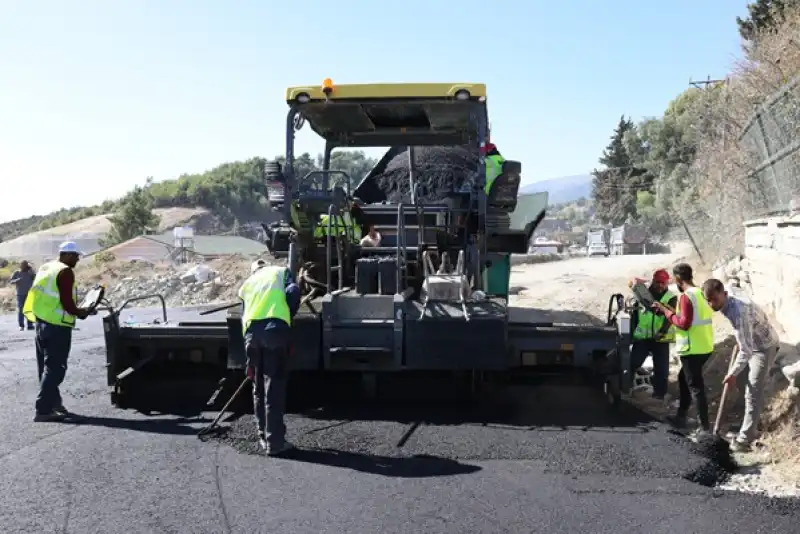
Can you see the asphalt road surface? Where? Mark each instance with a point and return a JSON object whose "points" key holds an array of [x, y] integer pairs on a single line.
{"points": [[535, 459]]}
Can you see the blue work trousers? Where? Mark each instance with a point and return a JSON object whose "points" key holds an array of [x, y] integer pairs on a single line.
{"points": [[53, 344], [268, 353]]}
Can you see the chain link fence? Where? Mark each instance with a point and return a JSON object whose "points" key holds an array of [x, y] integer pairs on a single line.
{"points": [[747, 167]]}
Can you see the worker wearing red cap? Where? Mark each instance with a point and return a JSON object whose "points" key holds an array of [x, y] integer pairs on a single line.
{"points": [[652, 334]]}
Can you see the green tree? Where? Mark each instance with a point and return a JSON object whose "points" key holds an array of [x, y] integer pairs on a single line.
{"points": [[614, 188], [133, 218], [763, 16]]}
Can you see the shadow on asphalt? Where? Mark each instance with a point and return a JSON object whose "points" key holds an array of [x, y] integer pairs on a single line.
{"points": [[541, 407], [420, 466], [174, 426]]}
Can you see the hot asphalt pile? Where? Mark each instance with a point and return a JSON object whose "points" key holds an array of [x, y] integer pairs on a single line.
{"points": [[438, 171], [569, 431]]}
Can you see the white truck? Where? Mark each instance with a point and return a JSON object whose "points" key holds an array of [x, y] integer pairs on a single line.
{"points": [[596, 244]]}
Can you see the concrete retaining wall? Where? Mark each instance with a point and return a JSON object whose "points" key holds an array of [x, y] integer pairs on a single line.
{"points": [[770, 269]]}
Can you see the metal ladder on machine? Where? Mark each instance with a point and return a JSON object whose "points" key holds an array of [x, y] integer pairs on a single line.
{"points": [[444, 285], [333, 222]]}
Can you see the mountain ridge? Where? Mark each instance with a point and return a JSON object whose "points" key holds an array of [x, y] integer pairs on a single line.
{"points": [[563, 189]]}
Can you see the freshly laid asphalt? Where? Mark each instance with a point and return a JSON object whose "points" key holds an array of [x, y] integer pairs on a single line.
{"points": [[542, 458]]}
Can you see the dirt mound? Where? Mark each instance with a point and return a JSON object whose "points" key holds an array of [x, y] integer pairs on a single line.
{"points": [[438, 171]]}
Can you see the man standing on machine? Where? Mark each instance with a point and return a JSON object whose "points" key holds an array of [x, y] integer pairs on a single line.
{"points": [[51, 305], [494, 164], [271, 299], [652, 334], [694, 340]]}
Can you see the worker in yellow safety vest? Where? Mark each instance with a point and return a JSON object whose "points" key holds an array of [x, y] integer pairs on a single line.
{"points": [[494, 165], [51, 304], [271, 299], [694, 341], [652, 334]]}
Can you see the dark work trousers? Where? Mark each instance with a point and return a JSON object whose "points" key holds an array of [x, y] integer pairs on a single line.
{"points": [[660, 352], [692, 386], [52, 351], [20, 316], [271, 363]]}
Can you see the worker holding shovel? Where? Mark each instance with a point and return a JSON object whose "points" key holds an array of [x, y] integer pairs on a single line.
{"points": [[271, 299], [758, 344]]}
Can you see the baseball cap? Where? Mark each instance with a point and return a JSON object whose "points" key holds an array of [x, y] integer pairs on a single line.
{"points": [[661, 276], [256, 265], [69, 247]]}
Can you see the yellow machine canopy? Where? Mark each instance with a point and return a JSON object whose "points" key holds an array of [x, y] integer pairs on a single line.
{"points": [[391, 114]]}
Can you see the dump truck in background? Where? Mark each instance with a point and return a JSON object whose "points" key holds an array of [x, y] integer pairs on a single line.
{"points": [[596, 242], [433, 297]]}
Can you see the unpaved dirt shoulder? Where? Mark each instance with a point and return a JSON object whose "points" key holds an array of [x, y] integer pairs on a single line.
{"points": [[578, 290]]}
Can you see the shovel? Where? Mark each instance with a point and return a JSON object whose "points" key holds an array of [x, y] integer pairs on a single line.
{"points": [[725, 389], [209, 428]]}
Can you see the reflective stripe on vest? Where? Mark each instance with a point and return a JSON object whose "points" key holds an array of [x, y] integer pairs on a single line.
{"points": [[649, 324], [44, 302], [699, 339], [494, 168], [264, 296]]}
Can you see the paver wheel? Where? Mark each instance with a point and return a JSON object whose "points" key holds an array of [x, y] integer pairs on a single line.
{"points": [[612, 393], [119, 399]]}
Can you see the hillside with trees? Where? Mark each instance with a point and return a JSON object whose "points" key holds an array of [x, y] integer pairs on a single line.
{"points": [[233, 192], [693, 164]]}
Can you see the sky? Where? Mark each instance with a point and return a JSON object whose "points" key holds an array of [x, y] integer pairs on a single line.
{"points": [[95, 96]]}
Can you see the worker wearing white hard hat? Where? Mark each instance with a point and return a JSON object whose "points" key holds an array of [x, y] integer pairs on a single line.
{"points": [[52, 305], [271, 299]]}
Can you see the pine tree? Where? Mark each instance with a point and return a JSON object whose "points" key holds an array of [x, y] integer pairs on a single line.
{"points": [[133, 217], [613, 188], [763, 16]]}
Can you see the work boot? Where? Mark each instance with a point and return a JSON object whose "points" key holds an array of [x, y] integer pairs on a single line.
{"points": [[52, 417], [677, 421], [740, 446]]}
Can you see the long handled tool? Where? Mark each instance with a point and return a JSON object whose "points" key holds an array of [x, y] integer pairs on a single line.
{"points": [[725, 389], [211, 427]]}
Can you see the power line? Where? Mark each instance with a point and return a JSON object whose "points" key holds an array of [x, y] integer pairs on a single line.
{"points": [[705, 83]]}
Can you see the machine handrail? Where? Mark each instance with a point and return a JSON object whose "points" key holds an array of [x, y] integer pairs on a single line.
{"points": [[401, 247], [333, 217], [140, 298], [326, 179]]}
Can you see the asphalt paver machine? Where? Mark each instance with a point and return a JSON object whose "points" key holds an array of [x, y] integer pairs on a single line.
{"points": [[432, 296]]}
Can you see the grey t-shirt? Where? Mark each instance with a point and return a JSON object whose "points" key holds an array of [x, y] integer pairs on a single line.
{"points": [[24, 281]]}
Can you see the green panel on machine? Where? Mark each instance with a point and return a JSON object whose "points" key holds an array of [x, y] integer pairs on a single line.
{"points": [[498, 275], [528, 207]]}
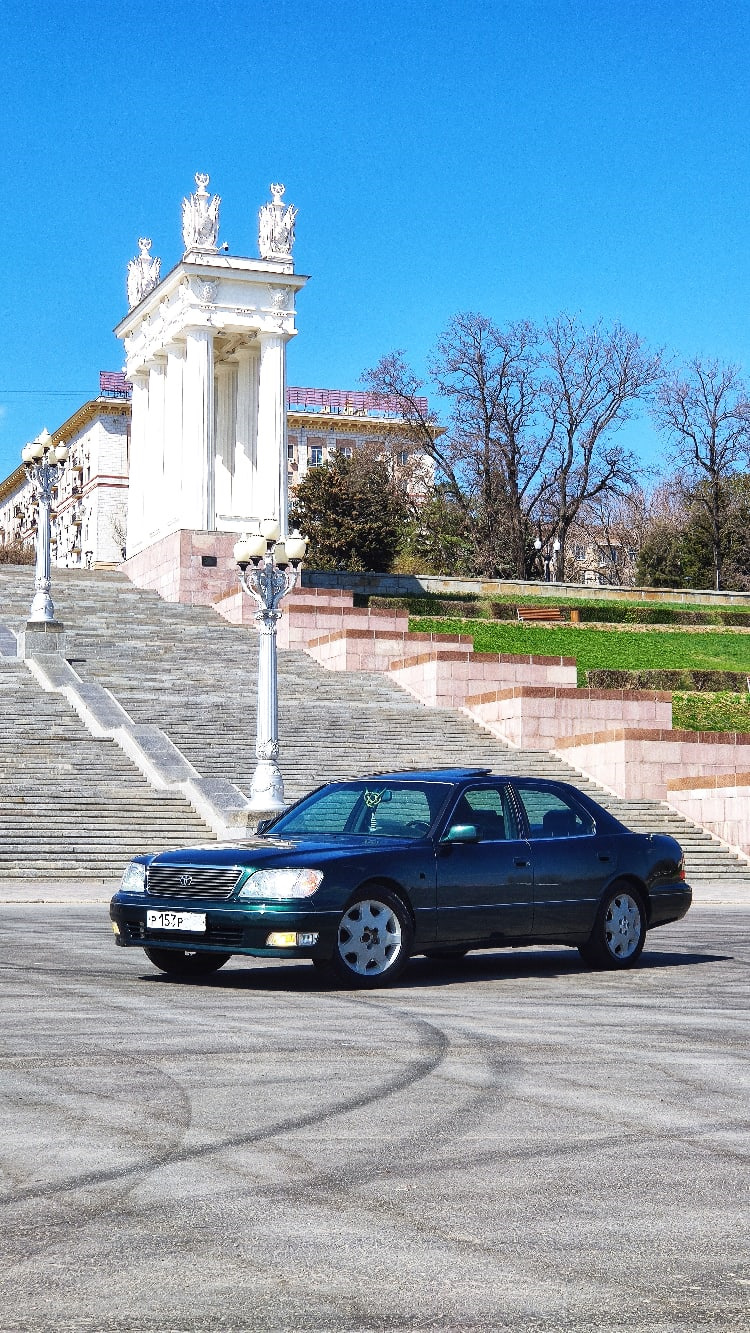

* * * * * * *

== PROBLEM TO SOLVE ==
Gather each line of the listing above that contains the word "white".

== RESPONSE FOR THIS EXERCISE ==
Can you see the white truck? Where? Mark each instance with a point and return a JSON object whose "points" key holds an array of [x, y] integer pairs on a single line.
Can you see the worker wearing white hard hat? Where? Mark each instance with a point and return a JSON object whose "points" key holds an array of [x, y] integer pairs on a single line.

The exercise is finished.